PROBLEM STATEMENT:
After going through the data below, state how many lines contain "gabled", and nothing else.

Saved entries
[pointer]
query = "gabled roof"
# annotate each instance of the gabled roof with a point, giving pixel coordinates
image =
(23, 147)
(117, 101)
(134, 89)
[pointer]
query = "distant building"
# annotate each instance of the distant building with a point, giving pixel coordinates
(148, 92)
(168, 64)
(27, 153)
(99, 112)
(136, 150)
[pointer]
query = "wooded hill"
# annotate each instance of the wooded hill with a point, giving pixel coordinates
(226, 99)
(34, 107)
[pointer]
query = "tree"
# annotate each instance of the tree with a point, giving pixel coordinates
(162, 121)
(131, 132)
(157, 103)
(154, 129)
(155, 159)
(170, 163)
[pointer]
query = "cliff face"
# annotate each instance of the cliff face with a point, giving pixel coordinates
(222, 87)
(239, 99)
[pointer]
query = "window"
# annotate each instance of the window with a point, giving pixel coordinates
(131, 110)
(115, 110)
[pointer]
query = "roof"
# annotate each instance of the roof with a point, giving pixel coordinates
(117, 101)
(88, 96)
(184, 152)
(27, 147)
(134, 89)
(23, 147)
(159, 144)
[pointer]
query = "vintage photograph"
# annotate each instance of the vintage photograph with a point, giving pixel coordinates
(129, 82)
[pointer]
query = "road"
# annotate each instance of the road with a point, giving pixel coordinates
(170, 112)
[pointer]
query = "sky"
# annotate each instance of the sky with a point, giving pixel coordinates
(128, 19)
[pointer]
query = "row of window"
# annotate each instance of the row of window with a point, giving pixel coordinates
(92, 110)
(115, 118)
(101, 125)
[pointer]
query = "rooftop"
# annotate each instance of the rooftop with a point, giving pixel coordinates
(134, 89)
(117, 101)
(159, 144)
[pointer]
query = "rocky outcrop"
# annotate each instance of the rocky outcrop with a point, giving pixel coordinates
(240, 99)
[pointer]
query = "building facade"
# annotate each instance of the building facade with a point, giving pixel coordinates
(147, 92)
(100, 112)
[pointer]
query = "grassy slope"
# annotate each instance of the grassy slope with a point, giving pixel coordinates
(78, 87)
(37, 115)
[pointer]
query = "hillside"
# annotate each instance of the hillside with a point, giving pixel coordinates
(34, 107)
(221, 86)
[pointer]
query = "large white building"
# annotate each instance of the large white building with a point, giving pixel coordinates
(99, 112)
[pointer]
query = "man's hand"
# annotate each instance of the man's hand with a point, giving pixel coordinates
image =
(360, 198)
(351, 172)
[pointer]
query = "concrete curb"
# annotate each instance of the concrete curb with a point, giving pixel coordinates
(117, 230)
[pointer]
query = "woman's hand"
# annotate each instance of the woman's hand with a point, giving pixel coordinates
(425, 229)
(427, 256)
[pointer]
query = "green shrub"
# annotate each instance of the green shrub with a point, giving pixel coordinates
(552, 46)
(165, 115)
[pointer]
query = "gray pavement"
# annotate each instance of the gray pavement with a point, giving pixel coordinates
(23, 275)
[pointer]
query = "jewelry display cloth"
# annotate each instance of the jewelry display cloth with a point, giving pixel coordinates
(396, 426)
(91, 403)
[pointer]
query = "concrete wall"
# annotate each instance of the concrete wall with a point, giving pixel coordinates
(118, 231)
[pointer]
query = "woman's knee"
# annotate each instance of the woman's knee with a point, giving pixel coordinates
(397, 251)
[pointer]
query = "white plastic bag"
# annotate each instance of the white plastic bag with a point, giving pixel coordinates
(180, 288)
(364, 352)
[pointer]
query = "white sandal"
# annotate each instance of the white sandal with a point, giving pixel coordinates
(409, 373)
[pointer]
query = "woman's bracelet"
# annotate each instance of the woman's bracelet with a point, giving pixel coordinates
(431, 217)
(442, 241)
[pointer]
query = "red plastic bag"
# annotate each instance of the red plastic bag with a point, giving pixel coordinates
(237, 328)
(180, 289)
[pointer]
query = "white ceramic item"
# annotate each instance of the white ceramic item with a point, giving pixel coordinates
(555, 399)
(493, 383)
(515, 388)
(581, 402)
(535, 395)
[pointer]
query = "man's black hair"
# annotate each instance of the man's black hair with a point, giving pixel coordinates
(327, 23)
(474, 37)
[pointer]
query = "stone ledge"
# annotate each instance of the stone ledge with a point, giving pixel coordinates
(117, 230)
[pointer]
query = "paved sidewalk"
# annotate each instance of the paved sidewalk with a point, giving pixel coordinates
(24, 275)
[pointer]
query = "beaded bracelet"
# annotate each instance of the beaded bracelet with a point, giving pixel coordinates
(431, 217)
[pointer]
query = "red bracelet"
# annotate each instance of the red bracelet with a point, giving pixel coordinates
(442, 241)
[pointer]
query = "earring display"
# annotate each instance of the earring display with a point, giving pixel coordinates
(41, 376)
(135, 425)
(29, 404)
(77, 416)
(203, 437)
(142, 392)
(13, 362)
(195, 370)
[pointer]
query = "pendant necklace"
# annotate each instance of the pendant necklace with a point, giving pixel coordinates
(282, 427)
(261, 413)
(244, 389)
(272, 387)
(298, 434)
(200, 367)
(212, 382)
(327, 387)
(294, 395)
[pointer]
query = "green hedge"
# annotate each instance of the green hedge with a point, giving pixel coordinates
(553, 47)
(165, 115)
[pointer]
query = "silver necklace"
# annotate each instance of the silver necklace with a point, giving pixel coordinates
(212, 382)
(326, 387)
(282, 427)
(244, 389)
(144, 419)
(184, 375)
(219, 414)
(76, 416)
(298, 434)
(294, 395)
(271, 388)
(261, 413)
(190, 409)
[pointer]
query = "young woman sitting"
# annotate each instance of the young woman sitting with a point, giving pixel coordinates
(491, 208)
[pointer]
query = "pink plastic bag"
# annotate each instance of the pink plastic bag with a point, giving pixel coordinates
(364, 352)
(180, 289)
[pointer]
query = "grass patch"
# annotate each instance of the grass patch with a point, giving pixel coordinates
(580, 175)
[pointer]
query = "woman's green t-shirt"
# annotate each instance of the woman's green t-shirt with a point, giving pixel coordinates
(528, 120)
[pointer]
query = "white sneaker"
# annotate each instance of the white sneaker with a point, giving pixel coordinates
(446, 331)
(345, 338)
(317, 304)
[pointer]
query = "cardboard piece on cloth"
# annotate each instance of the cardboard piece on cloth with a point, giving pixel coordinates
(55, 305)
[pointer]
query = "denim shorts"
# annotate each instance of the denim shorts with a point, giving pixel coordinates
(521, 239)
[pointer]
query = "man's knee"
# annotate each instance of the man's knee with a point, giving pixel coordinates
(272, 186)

WRITTEN RESPONSE:
2